Migrate Stand-alone Confluent Platform to Ansible Environment

Confluent Ansible Discovery is a tool that helps you to migrate a Confluent Platform cluster that was not originally installed by Ansible Playbooks for Confluent Platform (Confluent Ansible) to the Ansible environment.

The tool logs into each host and discovers which Confluent Platform services are running on the host, builds out properties for each Confluent Platform component, and maps them against the Confluent Ansible configurations. The output of the tool is an Ansible inventory file that represents your current Confluent Platform cluster. You can use that inventory file along with Ansible to manage and upgrade the Confluent Platform cluster.

It is recommended that you run the tool in a non-production environment and validate it manually.

Requirements

The following requirements are specific to Confluent Ansible Discovery and not for the Confluent Ansible managed nodes.

  • The host machine (where the Discovery tool is to run) has password-less SSH access to all Confluent Platform hosts.
  • The username has been provided if it is other than root.
  • All Confluent Platform hosts have the same Linux distribution installed.

The following dependencies for Confluent Ansible Discovery must be installed on the machine where you plan to execute the tool from:

Run Confluent Ansible Discovery

  1. Create your input file in the .yml format, and specify the settings:

    all:
      vars:
        ansible_connection:             --- [1]
        ansible_become:                 --- [2]
        ansible_python_interpreter:     --- [3]
        ansible_user:                   --- [4]
        ansible_become_user:            --- [5]
        ansible_become_method:          --- [6]
        ansible_ssh_extra_args:         --- [7]
        ansible_ssh_private_key_file:   --- [8]
        from_version:                   --- [9]
        verbosity:                      --- [10]
        output_file:                    --- [11]
        service_override:               --- [12]
          zookeeper_service_name:
          kafka_broker_service_name:
          schema_registry_service_name:
          kafka_connect_service_name:
          kafka_rest_service_name:
          ksql_service_name:
          control_center_service_name:
    
    • [1] Required. The connection plugin used for the task on the target host. Specify ssh or docker.

_SET EXERCISE 1_
In the Confluent Ansible Discovery page, rewrite the stretch from "The following requirements" through "Linux distribution installed.", changing "Linux distribution" to "operating system".
_SET EXERCISE 2_
According to the Confluent Ansible Discovery page, what does the tool produce as its output?

_MATERIAL_

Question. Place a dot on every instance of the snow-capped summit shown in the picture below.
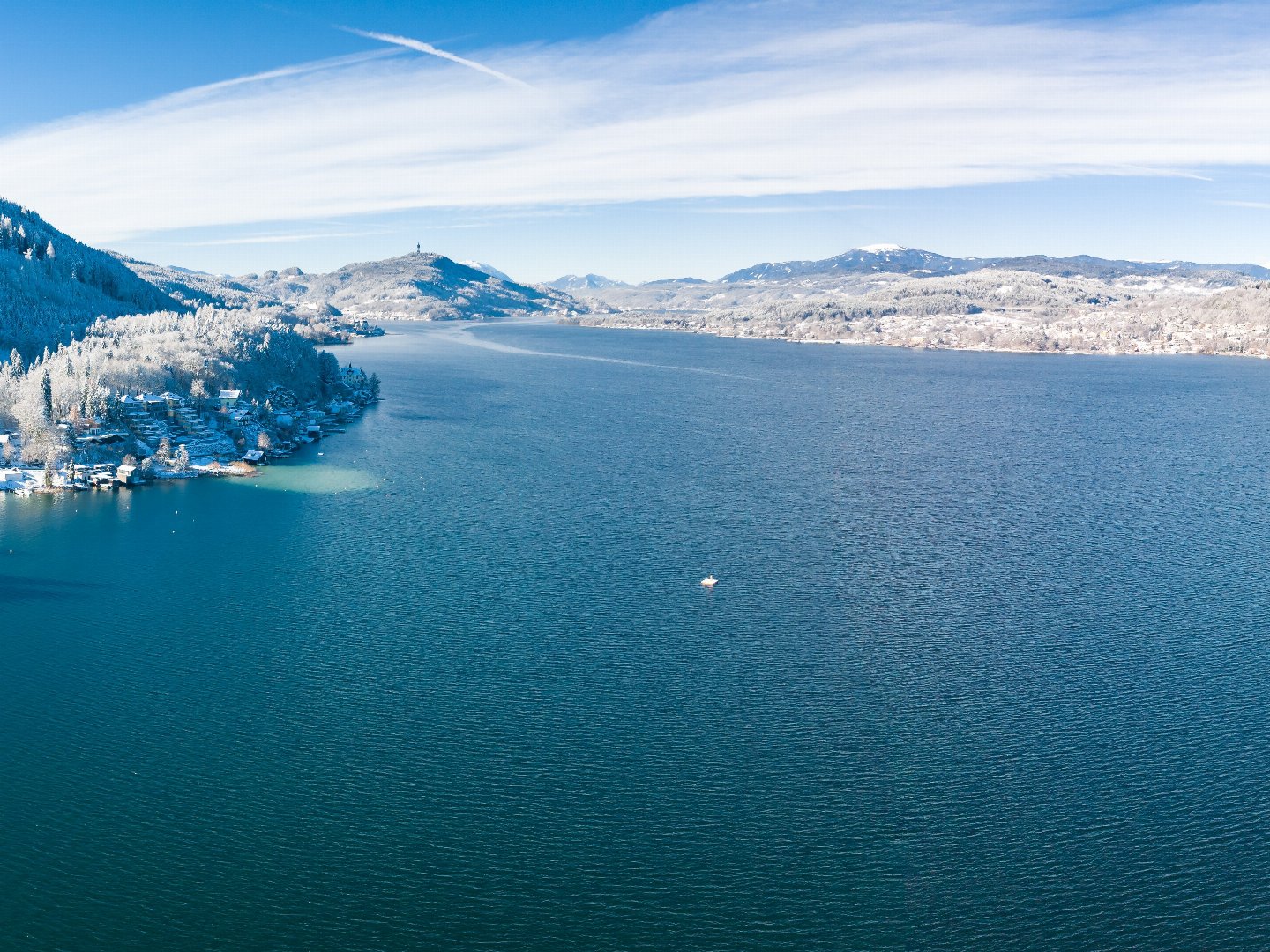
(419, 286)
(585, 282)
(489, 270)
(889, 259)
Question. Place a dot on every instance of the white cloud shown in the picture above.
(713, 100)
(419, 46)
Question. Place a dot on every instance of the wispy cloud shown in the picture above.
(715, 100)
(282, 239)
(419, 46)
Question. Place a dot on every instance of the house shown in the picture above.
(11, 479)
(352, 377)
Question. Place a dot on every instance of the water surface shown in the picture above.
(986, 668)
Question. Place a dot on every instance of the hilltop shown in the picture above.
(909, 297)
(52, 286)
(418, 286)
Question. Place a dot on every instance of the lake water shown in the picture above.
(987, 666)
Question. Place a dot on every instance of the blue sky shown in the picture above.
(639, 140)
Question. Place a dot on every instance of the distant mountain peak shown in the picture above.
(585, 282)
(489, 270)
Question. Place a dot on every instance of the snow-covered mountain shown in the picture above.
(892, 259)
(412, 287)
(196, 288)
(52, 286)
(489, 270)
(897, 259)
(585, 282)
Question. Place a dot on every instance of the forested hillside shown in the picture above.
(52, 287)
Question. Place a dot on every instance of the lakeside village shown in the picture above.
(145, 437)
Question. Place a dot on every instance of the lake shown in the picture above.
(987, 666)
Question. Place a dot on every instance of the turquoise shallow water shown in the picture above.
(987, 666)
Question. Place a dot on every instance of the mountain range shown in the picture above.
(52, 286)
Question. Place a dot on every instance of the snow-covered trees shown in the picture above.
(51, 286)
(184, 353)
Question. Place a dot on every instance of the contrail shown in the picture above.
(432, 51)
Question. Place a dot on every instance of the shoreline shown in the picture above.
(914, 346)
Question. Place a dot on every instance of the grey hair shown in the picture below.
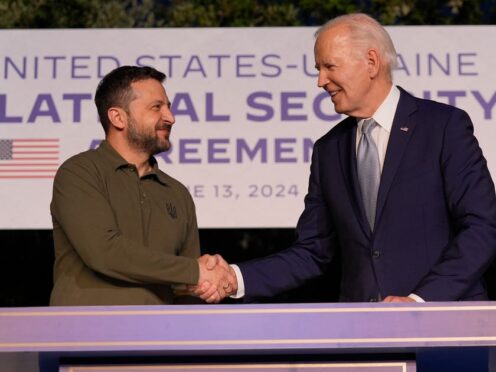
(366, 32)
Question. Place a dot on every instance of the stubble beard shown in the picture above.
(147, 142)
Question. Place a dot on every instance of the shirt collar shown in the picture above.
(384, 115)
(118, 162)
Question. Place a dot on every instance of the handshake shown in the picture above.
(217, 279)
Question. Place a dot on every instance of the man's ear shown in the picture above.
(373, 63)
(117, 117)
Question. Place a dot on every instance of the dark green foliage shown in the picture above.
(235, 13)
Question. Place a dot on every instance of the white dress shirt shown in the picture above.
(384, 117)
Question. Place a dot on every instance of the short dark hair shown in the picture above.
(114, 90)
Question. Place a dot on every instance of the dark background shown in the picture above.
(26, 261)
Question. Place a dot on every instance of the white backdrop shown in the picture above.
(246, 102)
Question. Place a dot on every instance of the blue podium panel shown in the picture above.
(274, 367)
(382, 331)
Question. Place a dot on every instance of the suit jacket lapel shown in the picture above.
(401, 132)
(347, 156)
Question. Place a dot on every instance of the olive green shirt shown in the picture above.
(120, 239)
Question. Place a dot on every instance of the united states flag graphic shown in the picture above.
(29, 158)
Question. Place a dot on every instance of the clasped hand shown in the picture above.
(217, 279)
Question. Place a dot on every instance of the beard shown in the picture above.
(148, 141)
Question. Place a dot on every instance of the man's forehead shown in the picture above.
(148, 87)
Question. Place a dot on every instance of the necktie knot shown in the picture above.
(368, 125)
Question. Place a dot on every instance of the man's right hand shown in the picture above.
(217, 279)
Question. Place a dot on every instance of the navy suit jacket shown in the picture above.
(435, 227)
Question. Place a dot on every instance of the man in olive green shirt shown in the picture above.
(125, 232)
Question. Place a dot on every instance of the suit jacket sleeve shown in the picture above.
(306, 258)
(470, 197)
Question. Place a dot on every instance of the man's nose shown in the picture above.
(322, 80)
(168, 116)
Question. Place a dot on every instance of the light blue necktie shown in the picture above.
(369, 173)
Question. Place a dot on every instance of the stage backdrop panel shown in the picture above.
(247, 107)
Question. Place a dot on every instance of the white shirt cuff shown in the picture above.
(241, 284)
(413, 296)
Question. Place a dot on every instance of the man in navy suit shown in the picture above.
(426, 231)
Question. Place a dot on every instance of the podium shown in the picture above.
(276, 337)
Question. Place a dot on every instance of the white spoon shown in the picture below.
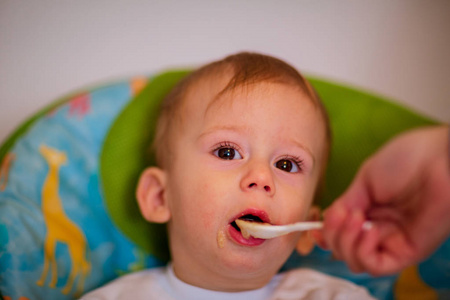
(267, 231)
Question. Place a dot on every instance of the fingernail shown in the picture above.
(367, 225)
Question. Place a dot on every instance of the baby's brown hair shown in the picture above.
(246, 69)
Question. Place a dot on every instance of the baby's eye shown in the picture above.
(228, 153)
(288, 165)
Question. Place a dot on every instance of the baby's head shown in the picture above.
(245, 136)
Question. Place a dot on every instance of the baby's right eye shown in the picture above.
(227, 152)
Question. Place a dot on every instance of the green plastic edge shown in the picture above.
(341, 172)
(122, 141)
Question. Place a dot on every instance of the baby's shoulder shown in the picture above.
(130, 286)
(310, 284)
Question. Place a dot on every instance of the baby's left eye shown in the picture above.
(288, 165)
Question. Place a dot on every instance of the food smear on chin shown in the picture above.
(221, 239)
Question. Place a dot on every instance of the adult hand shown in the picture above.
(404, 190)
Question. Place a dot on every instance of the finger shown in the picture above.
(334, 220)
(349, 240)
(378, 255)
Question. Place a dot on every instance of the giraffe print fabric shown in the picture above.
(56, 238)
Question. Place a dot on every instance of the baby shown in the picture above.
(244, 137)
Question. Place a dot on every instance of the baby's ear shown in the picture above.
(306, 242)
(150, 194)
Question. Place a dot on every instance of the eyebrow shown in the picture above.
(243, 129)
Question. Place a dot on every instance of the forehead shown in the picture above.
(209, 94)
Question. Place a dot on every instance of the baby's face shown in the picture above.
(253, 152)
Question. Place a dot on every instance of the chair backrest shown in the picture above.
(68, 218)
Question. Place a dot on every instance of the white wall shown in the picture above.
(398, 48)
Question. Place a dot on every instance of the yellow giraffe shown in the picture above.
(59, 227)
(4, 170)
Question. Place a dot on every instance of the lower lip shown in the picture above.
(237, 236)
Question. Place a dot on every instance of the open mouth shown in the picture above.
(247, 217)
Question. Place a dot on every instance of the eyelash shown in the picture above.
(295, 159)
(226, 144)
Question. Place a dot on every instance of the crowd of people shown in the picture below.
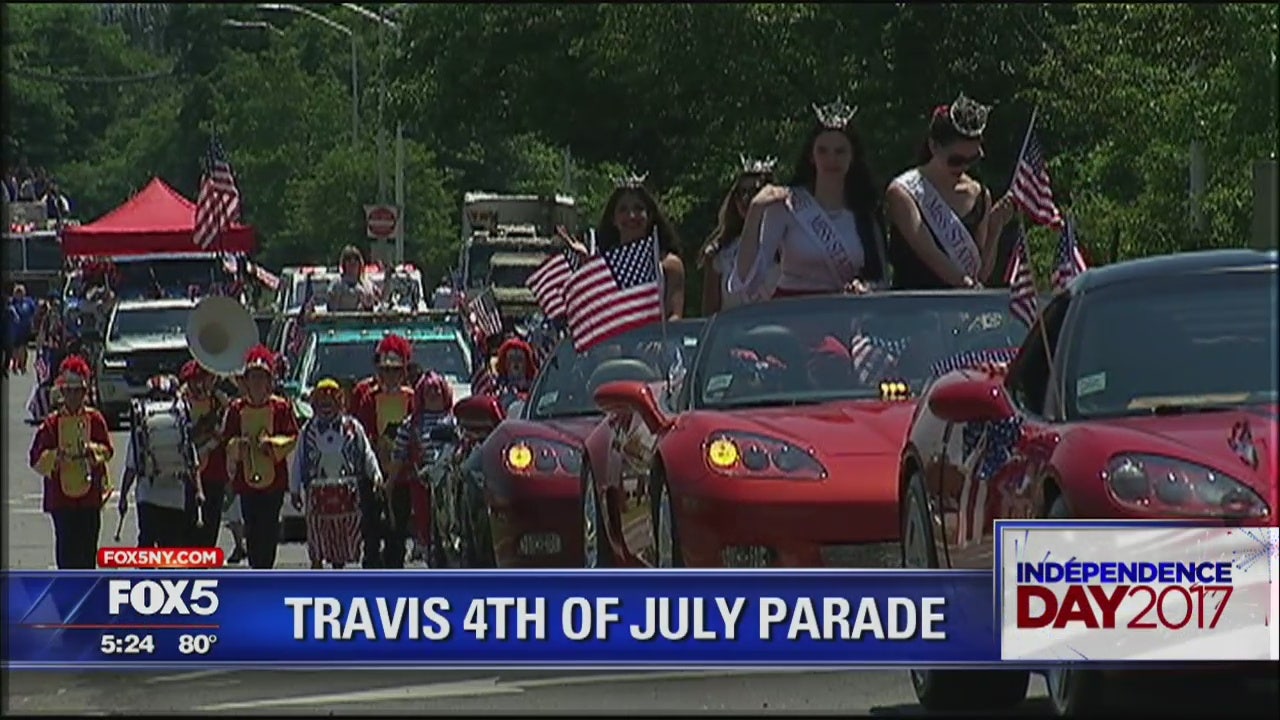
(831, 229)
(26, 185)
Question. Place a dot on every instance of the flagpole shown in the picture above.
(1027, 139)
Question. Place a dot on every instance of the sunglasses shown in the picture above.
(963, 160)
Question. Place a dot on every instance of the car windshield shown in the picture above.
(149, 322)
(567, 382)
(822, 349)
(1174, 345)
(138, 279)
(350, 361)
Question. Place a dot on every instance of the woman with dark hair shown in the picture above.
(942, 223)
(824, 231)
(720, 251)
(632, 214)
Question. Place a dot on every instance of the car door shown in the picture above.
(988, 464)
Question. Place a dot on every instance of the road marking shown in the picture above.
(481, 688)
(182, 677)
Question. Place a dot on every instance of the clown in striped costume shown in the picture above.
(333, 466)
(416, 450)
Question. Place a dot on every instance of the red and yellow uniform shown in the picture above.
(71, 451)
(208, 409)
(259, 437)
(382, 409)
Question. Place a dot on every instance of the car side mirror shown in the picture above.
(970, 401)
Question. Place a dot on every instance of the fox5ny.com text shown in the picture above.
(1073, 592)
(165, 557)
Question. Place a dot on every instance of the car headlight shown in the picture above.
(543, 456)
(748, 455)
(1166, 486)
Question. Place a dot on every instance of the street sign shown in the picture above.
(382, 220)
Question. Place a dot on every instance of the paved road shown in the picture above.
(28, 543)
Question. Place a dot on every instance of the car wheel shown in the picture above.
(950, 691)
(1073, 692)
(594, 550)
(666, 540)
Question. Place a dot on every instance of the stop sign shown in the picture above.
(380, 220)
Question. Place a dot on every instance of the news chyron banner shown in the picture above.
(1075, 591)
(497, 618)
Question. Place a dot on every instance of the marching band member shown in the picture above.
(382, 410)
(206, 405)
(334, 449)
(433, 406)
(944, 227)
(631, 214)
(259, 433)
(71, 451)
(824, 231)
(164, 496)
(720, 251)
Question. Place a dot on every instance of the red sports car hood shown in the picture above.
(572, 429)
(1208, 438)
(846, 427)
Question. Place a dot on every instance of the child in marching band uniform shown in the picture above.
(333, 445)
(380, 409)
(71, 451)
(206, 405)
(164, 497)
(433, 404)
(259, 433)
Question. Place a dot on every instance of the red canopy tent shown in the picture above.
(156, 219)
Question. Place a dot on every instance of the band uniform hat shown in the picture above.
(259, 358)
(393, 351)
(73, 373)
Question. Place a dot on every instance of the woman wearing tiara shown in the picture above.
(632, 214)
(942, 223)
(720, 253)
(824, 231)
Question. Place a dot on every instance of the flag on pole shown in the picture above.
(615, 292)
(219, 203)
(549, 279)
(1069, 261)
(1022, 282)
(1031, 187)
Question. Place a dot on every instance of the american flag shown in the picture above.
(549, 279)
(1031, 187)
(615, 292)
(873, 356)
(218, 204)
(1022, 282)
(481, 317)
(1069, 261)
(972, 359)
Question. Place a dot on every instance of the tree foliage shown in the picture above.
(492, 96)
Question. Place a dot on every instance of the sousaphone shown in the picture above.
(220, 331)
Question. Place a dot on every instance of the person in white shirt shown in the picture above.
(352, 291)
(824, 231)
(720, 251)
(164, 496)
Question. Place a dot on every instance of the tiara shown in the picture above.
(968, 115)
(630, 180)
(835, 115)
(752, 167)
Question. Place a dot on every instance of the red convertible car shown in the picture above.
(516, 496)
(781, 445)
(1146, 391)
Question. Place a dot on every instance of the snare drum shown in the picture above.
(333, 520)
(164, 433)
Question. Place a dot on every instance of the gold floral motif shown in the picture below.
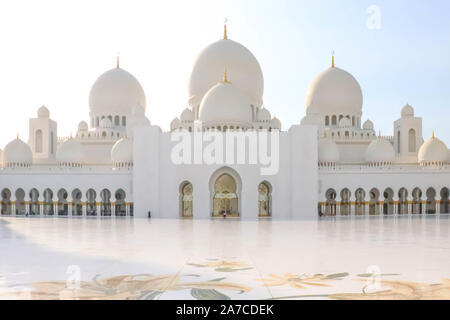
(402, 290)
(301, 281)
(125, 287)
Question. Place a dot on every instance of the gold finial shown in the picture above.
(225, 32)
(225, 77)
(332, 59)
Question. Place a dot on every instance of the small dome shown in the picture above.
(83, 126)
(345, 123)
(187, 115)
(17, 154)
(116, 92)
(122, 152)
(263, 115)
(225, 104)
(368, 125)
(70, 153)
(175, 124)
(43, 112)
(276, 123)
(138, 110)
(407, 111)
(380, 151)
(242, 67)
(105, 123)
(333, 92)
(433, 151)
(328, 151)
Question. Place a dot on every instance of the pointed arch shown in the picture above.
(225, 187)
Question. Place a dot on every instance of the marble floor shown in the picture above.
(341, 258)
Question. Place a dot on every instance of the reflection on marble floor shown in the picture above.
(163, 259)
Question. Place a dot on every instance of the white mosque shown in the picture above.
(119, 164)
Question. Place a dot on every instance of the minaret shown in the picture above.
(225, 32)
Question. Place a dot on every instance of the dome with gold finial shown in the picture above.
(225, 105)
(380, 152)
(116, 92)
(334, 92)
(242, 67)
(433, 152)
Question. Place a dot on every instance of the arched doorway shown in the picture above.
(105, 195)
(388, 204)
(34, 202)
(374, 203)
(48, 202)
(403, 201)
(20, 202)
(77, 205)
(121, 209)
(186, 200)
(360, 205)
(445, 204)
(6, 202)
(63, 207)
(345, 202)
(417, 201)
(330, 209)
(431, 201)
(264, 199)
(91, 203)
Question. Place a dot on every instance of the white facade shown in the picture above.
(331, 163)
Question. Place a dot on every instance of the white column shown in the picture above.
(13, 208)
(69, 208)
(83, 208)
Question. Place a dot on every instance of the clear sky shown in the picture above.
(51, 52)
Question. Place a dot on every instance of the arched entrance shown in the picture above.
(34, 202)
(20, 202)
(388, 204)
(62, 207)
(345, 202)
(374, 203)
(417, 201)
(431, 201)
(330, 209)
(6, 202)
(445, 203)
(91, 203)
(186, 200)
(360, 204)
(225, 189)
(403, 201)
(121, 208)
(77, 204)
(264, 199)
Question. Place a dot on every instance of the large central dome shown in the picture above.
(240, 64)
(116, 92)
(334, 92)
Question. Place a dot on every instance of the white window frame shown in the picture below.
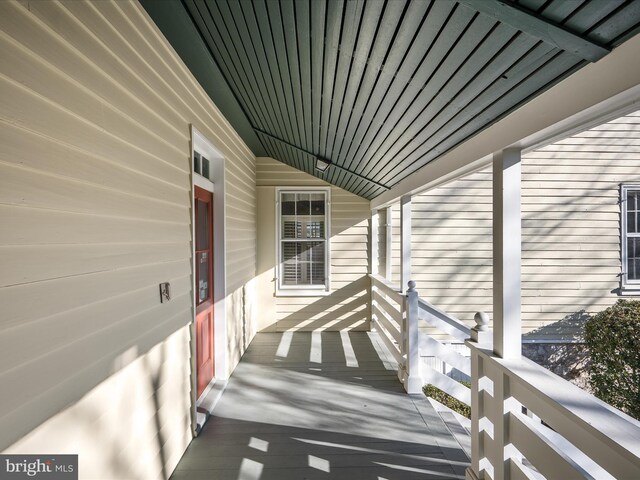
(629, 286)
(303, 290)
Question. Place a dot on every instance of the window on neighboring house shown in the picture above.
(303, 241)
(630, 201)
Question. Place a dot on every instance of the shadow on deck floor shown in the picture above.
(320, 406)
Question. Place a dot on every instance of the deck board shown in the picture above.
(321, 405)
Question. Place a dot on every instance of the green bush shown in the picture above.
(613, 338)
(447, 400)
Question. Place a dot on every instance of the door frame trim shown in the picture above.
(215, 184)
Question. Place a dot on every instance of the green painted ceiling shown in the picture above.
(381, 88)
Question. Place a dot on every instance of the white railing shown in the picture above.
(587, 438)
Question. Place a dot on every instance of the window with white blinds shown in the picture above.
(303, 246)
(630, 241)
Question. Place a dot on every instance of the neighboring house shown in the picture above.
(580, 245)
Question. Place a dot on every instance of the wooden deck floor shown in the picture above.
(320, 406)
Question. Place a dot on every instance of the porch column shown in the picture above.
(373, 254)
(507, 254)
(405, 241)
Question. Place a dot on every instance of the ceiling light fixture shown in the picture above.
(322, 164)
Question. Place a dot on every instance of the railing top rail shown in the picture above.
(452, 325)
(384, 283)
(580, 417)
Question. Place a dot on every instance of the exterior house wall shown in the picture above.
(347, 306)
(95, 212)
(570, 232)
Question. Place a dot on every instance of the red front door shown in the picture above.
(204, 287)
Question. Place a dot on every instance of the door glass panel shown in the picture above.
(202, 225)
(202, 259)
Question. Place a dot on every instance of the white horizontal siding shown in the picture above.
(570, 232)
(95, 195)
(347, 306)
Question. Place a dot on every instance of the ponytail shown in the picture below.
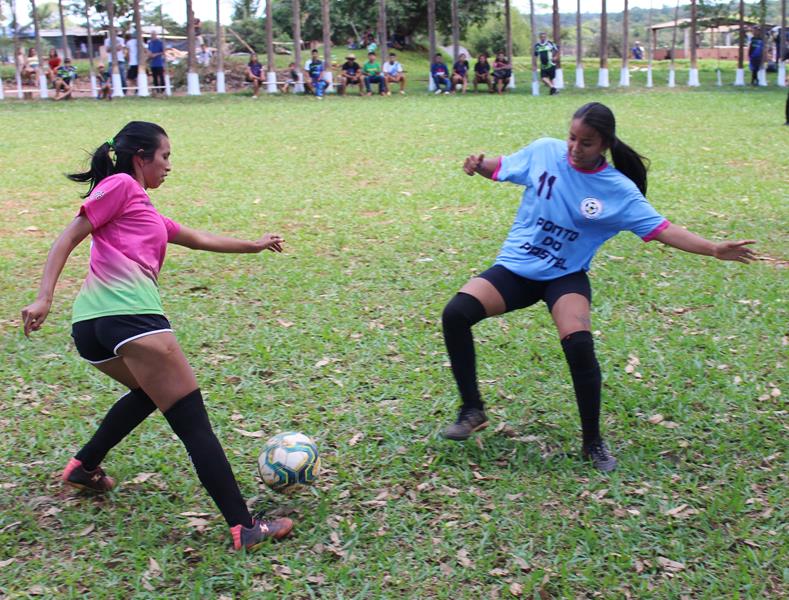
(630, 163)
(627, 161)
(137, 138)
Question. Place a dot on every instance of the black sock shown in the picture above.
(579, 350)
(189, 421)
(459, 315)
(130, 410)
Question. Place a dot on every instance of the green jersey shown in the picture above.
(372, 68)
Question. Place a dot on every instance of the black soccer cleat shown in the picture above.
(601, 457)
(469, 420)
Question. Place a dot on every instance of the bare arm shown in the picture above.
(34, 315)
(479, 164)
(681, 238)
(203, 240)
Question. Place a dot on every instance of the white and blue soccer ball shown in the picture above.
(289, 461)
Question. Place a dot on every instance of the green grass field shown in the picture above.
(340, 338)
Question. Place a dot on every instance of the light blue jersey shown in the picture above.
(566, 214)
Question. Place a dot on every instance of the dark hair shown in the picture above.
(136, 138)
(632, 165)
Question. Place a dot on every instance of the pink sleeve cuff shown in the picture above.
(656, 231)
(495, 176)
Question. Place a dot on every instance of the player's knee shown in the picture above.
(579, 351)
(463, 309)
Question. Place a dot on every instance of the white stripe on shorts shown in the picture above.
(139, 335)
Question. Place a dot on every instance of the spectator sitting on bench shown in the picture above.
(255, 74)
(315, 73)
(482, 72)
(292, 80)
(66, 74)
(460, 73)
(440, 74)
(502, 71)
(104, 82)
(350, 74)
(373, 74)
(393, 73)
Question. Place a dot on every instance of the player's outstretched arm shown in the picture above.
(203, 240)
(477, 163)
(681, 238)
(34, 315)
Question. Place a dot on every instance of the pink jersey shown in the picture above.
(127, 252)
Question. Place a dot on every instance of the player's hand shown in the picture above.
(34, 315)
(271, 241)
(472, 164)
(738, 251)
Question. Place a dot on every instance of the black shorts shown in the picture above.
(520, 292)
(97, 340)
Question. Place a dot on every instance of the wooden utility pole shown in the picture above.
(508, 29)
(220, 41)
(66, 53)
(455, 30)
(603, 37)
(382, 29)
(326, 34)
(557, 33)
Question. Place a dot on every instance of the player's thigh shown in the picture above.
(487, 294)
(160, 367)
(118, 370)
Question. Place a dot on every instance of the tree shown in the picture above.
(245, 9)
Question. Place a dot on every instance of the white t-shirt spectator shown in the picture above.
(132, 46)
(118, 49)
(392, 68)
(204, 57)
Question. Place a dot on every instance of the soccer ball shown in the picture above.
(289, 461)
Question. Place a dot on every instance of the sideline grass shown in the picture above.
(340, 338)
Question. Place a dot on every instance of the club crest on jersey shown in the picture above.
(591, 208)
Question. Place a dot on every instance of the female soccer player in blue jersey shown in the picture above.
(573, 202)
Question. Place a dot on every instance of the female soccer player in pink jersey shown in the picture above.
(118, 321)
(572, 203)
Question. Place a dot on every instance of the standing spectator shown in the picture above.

_EXERCISE RESPONSE 1_
The following requirements are specific to Confluent Ansible Discovery and not for the Confluent Ansible managed nodes.

  • The host machine (where the Discovery tool is to run) has password-less SSH access to all Confluent Platform hosts.
  • The username has been provided if it is other than root.
  • All Confluent Platform hosts have the same operating system installed.

_EXERCISE RESPONSE 2_
An Ansible inventory file that represents your current Confluent Platform cluster.